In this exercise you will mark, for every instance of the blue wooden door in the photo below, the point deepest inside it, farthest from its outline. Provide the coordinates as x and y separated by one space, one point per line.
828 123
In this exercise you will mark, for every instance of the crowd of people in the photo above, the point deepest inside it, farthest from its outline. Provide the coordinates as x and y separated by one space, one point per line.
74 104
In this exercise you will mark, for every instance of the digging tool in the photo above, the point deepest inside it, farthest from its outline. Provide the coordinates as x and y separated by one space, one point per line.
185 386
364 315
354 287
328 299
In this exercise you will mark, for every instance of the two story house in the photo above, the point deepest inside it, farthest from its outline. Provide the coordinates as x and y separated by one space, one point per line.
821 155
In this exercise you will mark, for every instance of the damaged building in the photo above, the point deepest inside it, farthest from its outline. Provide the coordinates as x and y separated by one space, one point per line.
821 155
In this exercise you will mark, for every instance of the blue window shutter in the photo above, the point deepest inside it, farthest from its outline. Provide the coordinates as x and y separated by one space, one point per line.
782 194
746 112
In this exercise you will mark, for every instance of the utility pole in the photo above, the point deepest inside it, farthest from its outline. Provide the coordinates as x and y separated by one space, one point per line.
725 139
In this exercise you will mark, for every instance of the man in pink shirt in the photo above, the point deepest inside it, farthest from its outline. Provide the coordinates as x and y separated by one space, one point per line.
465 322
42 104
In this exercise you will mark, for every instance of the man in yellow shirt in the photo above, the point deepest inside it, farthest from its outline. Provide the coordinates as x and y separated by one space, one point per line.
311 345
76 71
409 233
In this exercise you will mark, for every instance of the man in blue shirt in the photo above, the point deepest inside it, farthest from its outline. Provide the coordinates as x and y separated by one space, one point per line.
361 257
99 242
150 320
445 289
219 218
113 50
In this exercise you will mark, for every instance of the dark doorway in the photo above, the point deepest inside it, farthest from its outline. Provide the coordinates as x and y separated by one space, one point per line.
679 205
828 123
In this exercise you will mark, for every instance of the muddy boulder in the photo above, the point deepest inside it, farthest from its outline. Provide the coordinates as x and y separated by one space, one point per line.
|---|
— INSTRUCTIONS TO FOLLOW —
The records above are to be duplicated exactly, every one of them.

— ANSWER BELOW —
In this exercise you will mark, for every instance of the blue wooden door in the photo below, the point deepest inside it, farthest from its outline. Provide the coordinates as x and y separated by one space, one point per line.
828 123
In this exercise you will mark, for every instance of the crowd of people in the photo above, the point deepest inside it, farthest from its outline. Provide the coordinates as x and y separated by one space, one point per line.
74 104
In this exercise you will mark, for every instance of the digging tool in the photo above, the point deepest inside it, farthest from its outline. Provide the coordinates as x and y separated by one space, one point per line.
185 386
364 315
354 287
328 299
In this exercise you will mark, for every instance of the two story house in the photo above, the point deepest inside it, farthest from its outline. Provide the coordinates as x and y separated by one space, one point per line.
821 155
In this exercise you will mark, for every instance of the damaged building in the photo above, the point deepest inside it, farthest from its outline. Provide the coordinates as x and y separated by one space, one point per line.
821 155
In this exercise you will mark, for every instance of the blue window shutter in the photo above, the point deepest inside it, farthest from its outline. Provide the coordinates as x and y separated by one space, one point per line.
782 194
746 112
In this exercise you will mark, for every instance of the utility pole in the photo above, the point deepest inside it, farthest from its outline. Provide the coordinates as x and y separated by one space, one point per line.
725 139
In this exercise you will mark, for every instance of the man in pink shirt in the photo above, the point deepest inside it, farthest from its outline. Provide the coordinates as x and y separated by one space, one point per line.
465 322
42 104
In this exercise you will mark, for every instance of the man in yellow shirt in the photo above, the point deepest inside it, farthest from its outline. Provide the coordinates as x and y separated by one space, one point per line.
311 345
76 71
409 233
In this exercise you will mark, for every instance of the man in blue shirt in the photo above, the point deepest inside it, farthest from its outline. Provide the coordinates as x and y separated by one space, one point per line.
361 257
99 242
150 320
445 289
219 218
113 50
In this exercise you will mark, for every instance of the dark doorway in the photo above, the point deepest inside it, farthest from its outline. Provide the coordinates as x and y separated by one space, one point per line.
679 205
828 123
In this exercise you will mark, for every instance of the muddy boulder in the photo above, the point deepest inside it, farthest from its outline. Provide the coordinates as x and y separated by one space, one point per line.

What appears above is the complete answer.